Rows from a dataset
========

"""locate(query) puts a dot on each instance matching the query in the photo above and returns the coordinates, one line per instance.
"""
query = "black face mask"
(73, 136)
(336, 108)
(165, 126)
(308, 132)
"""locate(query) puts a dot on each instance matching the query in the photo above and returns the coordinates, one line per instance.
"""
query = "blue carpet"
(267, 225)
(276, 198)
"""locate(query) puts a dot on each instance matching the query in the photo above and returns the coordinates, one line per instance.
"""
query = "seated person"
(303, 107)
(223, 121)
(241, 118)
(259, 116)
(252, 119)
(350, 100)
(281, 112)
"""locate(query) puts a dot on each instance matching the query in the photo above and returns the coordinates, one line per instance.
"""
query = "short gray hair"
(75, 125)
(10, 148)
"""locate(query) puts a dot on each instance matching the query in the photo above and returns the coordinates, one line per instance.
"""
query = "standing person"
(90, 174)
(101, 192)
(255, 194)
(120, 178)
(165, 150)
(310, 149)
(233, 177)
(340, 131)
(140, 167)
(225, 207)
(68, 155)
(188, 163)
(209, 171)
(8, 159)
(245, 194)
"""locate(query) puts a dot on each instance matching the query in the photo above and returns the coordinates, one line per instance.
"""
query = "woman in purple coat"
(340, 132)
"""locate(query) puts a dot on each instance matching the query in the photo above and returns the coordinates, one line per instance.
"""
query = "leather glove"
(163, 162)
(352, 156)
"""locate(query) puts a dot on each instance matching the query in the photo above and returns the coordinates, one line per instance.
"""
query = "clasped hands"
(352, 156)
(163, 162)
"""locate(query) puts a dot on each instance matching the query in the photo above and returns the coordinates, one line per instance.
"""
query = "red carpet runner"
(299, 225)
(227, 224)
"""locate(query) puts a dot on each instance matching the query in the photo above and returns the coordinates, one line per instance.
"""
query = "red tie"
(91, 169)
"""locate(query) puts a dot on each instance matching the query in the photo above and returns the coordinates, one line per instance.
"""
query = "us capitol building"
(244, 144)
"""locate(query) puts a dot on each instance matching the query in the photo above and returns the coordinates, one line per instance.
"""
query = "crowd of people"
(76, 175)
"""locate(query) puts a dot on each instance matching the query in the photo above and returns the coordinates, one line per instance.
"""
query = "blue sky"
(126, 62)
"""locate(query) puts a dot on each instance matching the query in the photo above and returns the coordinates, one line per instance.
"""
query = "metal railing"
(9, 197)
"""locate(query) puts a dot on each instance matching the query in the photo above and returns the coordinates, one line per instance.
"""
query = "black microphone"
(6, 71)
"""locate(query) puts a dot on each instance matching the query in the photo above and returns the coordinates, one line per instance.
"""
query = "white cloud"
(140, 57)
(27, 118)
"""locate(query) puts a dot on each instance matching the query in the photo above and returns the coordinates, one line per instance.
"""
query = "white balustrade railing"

========

### Task to complete
Each line above is to be repeated exactly.

### Reply
"""locate(query) puts a dot on each instance matching the query in the photo above and returns the coordinates, one line per instance.
"""
query = "black face mask"
(73, 136)
(336, 108)
(165, 126)
(308, 132)
"""locate(query) puts a dot on each instance matching the query in the photo above and returns the coordinates, one line per instance.
"""
query = "blue carpet"
(267, 225)
(276, 198)
"""locate(query) puts a dot on each instance matching the query in the photo above and returns the coordinates, one line per instance.
"""
query = "seated person"
(303, 107)
(223, 121)
(241, 118)
(259, 116)
(252, 119)
(350, 100)
(281, 112)
"""locate(query) puts a dot on each instance matching the query in the photo above and returns the coordinates, one line per instance.
"""
query = "short gray hair"
(75, 125)
(10, 148)
"""locate(query) puts a dot on each instance matching the query in the photo above and returns the coordinates, one line per instance.
"""
query = "standing person"
(90, 174)
(101, 192)
(255, 194)
(120, 178)
(165, 150)
(310, 149)
(233, 177)
(340, 131)
(140, 167)
(225, 207)
(68, 155)
(188, 163)
(209, 171)
(8, 159)
(245, 194)
"""locate(query) puts a dot on each instance matching the query in the photo above and returns the coordinates, one line per instance.
"""
query = "woman in purple coat"
(340, 132)
"""locate(query) puts a dot on each instance matching the query in the photo above and returns the coordinates, one line per instance.
"""
query = "leather glove"
(163, 162)
(352, 156)
"""locate(query) puts a dot on each instance matching the query in the photo above and returns the coordinates, one line per instance.
"""
query = "clasped hands"
(352, 156)
(163, 162)
"""locate(query) puts a dot on each instance matching the query in the photo above and returns the coordinates, one line per instance.
"""
query = "red carpet runner"
(299, 225)
(227, 224)
"""locate(query) puts a dot on each instance matching the query in the photo above and returns the coordinates, one line per instance.
"""
query = "red tie"
(91, 169)
"""locate(query) puts a dot on each instance matching the query in the photo above and returns the coordinates, one line per instance.
"""
query = "us capitol building"
(244, 144)
"""locate(query) puts a dot on each instance matching the query in the photo above and returns the coordinates, one line per instance.
"""
query = "crowd of people"
(76, 175)
"""locate(query) puts a dot on each instance matching the query in the photo above and returns the coordinates, one line per instance.
"""
query = "blue sky"
(126, 62)
"""locate(query) puts a dot on each instance matching the query in the photo above and returns the coordinates, one line per instance.
"""
query = "metal railing"
(9, 197)
"""locate(query) puts a dot on each instance matching the query in the photo above and returns the coordinates, one line per instance.
"""
query = "black microphone"
(6, 71)
"""locate(query) puts a dot on each instance matching the query in the photo above and returns the coordinates, one line per instance.
"""
query = "white cloud"
(140, 57)
(27, 118)
"""locate(query) puts a dot on each instance matching the query in the photo above and returns the coordinates, one line per instance.
"""
query = "white balustrade railing"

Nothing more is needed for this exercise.